## ABOUT THIS EXERCISE
The lines to copy run from the one containing "rough mask: <svg" to the very end of the records; give them exactly, and only them, without pictures.

(Dataset entries)
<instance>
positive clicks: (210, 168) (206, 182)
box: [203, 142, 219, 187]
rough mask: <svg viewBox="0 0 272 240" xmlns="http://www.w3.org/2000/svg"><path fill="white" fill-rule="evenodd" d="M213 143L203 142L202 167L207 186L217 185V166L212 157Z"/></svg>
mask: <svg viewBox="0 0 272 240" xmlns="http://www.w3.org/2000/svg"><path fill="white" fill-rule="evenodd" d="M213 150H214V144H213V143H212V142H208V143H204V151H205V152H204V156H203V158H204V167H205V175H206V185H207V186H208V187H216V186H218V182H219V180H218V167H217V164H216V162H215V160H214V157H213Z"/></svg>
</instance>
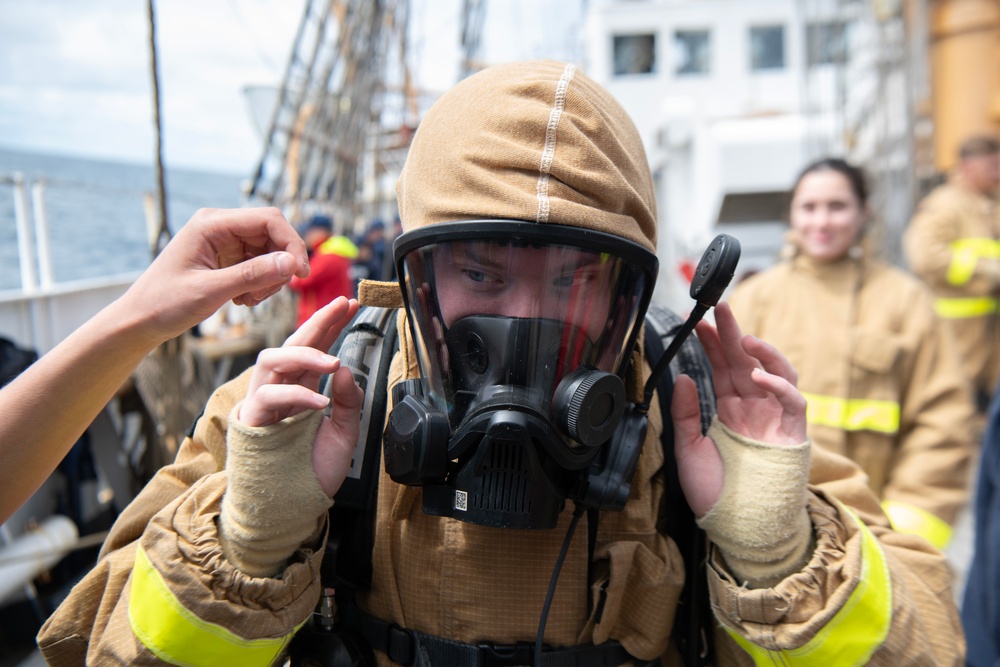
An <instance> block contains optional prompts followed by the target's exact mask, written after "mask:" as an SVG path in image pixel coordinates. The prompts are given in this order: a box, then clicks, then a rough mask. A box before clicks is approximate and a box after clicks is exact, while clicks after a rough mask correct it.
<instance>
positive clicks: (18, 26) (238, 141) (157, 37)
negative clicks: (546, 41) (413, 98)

## RESULT OF THE TASK
rough mask: <svg viewBox="0 0 272 240" xmlns="http://www.w3.org/2000/svg"><path fill="white" fill-rule="evenodd" d="M213 143L203 142L202 167L207 186L217 185V166L212 157Z"/></svg>
mask: <svg viewBox="0 0 272 240" xmlns="http://www.w3.org/2000/svg"><path fill="white" fill-rule="evenodd" d="M213 150H214V144H213V143H212V142H208V143H204V151H205V152H204V156H203V158H204V167H205V175H206V185H207V186H208V187H216V186H218V182H219V180H218V167H217V164H216V162H215V160H214V157H213Z"/></svg>
</instance>
An <instance> block contains optional prompts followed by the target's exact mask, written after "mask:" as an SVG path in image pixel coordinates. The prompts are given in this order: a box, then clicks, then a rough mask. A box before clicks is approximate and a box after clicks is exact, while clicks after a rough mask correct it.
<instance>
positive clicks: (18, 26) (238, 141) (157, 37)
negative clicks: (546, 41) (413, 98)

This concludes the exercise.